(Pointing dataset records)
==========

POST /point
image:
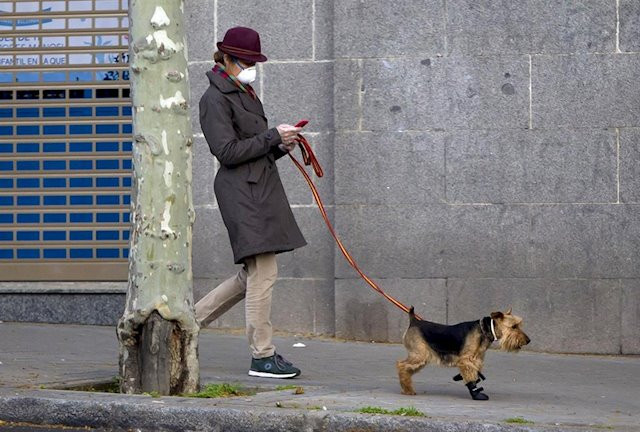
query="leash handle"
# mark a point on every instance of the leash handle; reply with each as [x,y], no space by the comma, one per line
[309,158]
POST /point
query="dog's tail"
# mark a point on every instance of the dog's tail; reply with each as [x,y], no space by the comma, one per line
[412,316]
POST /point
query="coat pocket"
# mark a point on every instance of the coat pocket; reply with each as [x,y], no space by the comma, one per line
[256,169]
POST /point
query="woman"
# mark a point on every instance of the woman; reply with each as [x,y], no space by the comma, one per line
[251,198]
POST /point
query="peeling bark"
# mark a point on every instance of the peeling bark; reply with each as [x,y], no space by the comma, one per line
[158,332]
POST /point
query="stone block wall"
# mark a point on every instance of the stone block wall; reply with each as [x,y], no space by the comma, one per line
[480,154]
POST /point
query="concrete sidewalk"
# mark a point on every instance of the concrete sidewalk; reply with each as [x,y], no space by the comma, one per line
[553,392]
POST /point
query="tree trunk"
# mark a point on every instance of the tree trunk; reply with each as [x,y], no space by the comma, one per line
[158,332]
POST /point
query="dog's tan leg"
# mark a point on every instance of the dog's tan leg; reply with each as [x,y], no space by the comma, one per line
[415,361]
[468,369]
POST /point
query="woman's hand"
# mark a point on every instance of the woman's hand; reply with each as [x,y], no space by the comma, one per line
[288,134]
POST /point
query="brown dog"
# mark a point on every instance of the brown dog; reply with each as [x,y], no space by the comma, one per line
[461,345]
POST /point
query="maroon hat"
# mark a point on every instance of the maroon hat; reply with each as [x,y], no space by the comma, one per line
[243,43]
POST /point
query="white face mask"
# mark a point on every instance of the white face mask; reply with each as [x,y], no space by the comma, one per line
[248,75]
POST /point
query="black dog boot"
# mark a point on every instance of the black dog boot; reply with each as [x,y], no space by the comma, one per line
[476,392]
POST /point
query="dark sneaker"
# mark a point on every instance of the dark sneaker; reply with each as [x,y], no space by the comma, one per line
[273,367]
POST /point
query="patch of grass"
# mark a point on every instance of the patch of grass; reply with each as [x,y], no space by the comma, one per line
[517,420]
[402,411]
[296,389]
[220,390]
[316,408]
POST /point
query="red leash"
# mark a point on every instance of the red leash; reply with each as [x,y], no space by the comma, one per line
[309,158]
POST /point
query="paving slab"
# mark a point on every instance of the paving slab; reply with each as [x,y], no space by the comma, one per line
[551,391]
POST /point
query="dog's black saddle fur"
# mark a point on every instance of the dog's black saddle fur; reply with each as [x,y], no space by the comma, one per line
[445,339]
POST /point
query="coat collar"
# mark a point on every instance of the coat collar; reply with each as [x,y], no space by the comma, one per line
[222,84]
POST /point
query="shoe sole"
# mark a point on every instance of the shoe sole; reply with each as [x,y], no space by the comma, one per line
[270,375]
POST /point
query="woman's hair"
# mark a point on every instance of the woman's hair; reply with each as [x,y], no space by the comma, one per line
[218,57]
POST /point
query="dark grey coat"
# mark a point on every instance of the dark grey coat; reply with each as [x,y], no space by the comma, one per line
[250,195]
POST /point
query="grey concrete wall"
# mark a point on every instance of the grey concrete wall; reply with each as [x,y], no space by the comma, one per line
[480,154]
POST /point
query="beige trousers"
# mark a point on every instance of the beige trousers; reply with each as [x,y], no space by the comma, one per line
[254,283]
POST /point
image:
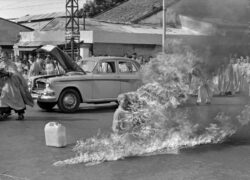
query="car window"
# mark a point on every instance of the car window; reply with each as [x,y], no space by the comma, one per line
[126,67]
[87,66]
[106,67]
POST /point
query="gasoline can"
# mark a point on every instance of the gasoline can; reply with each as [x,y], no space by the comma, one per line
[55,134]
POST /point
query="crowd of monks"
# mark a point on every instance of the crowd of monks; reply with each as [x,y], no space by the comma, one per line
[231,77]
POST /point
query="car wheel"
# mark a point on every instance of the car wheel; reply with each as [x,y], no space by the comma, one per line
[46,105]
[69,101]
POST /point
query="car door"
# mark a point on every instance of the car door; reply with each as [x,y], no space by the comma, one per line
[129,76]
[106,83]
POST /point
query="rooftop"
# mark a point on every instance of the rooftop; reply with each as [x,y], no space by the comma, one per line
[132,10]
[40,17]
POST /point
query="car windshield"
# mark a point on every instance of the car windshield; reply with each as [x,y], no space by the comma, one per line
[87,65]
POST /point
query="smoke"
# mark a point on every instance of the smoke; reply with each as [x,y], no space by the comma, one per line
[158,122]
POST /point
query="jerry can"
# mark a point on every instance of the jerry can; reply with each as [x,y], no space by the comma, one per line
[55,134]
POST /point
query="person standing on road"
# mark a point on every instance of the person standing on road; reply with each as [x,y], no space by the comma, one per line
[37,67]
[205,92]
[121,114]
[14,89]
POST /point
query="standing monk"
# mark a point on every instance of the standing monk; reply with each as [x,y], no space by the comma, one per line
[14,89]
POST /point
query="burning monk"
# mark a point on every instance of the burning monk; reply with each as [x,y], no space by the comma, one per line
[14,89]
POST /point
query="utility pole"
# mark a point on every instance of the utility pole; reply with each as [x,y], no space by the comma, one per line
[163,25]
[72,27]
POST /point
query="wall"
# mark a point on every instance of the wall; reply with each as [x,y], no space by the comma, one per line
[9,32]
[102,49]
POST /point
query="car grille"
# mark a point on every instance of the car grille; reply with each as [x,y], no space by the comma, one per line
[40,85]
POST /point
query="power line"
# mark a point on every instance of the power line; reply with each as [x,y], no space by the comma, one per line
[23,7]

==========

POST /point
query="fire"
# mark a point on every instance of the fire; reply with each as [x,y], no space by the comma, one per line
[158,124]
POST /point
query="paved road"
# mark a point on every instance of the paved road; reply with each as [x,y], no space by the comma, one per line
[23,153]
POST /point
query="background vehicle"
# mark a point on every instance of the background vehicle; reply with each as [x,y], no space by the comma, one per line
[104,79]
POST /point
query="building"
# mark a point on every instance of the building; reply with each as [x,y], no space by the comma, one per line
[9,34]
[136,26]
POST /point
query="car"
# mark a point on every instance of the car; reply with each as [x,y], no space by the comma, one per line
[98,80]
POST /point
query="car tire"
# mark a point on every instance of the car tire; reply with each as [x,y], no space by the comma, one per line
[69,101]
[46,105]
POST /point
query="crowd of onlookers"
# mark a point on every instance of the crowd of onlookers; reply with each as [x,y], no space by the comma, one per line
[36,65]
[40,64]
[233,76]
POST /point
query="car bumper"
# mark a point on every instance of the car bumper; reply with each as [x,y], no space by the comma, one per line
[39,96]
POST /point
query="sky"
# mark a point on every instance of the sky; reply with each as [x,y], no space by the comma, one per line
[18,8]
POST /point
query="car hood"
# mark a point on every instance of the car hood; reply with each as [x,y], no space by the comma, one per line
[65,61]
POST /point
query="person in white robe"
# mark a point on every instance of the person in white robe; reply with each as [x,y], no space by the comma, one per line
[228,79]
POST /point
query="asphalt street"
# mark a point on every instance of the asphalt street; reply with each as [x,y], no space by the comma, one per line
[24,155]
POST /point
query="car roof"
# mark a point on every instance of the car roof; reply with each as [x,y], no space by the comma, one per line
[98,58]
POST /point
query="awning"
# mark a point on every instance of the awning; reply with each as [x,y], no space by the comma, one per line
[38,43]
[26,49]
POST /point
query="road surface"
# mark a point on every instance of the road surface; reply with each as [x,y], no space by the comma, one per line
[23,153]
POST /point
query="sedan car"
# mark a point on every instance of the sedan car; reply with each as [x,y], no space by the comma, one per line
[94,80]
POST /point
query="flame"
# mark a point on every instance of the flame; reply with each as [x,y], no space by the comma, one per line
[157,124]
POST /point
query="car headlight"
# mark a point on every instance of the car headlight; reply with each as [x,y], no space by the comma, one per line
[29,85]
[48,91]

==========

**Task instructions**
Locate each line in the data above that contains the string "sidewalk", and copy those lines out.

**Result of this exercise**
query="concrete sidewalk"
# mark a point on every instance of the concrete sidewalk; reply with each as [x,y], no space by the comma, one per line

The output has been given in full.